▸ ESTRATTO DELLA PAGINA
────────
Le donne arabe e la sindrome del bikini

La donna araba è plurale sia nel passato che nel presente. La sua identità non può essere riassunta in pochi scatti in bianco e nero.

Fonte: english version

Sarah Zaaimi – 8 dicembre 2021

Online mi imbatto quotidianamente in un’abbondanza di foto vintage che ritraggono donne arabe della prima metà del ventesimo secolo immortalate in bikini, minigonne o abiti molto corti. Queste immagini sono solitamente accompagnate da commenti nostalgici che si rammaricano per il destino delle donne mediorientali, mentre glorificano gli abiti occidentali. “Altre nazioni stanno andando avanti, mentre noi stiamo andando indietro”, si legge in un post. “Come ha fatto la bruttezza a sostituire così tanta bellezza”, riporta un altro.

Donne arabe che si rilassano in spiaggia

Nell’immaginario collettivo di molte persone istruite della regione, gli indumenti occidentali sono associati all’autonomia femminile e ai valori liberali e sono l’epitome della raffinatezza e dello sviluppo umano. Questo, ovviamente, dissimula un certo disprezzo per i tradizionali copricapi o abiti coprenti, ritenuti i simboli dell’oppressione fisica e delle norme fallocratiche islamiche. Semmai, bikini, parrucche cotonate o persino cravatte sono invece il risultato di un’era vergognosa in cui volevamo assomigliare ai nostri oppressori.

Questi scatti vintage sono una parte essenziale del nostro patrimonio visivo. Tuttavia, oscurano intenzionalmente milioni di altre donne della regione che, in un universo parallelo, erano vestite di djellaba marocchine, melaya egiziane o abaya irachene. Questa visione riduzionista delle donne arabe favorisce implicitamente una narrativa che proclama che le donne hanno goduto di una maggiore libertà di espressione sotto il dominio coloniale. Al contrario, l’abbigliamento indigeno delle donne divenne un’unità di misura dell’arretratezza e della regressione. Dietro queste rappresentazioni parziali e selettive delle élite mediorientali, che potevano permettersi di essere fotografate, c’era un numero spaventoso di donne analfabete e disoccupate, un tasso allarmante di mortalità infantile, tubercolosi, bilharzia e donne vittime del colera che nessuno ricorderà o cui mai sarebbe stato chiesto di posare per una foto.
────────
▸ DATI GREZZI
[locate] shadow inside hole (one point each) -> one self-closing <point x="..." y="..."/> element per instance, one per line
────────
▸ CONSEGNA 1
Nell'articolo sulle donne arabe, quali indumenti indossavano i milioni di altre donne della regione che le foto vintage oscurano?
▸ CONSEGNA 2
Ricopia il passo dell'articolo sulle donne arabe che inizia con "Le donne arabe e" e prosegue fino a "riporta un altro.".

▸ RISPOSTA COMPLETA 1
Indossavano djellaba marocchine, melaya egiziane o abaya irachene.

▸ RISPOSTA COMPLETA 2
Le donne arabe e la sindrome del bikini

La donna araba è plurale sia nel passato che nel presente. La sua identità non può essere riassunta in pochi scatti in bianco e nero.

Fonte: english version

Sarah Zaaimi – 8 dicembre 2021

Online mi imbatto quotidianamente in un’abbondanza di foto vintage che ritraggono donne arabe della prima metà del ventesimo secolo immortalate in bikini, minigonne o abiti molto corti. Queste immagini sono solitamente accompagnate da commenti nostalgici che si rammaricano per il destino delle donne mediorientali, mentre glorificano gli abiti occidentali. “Altre nazioni stanno andando avanti, mentre noi stiamo andando indietro”, si legge in un post. “Come ha fatto la bruttezza a sostituire così tanta bellezza”, riporta un altro.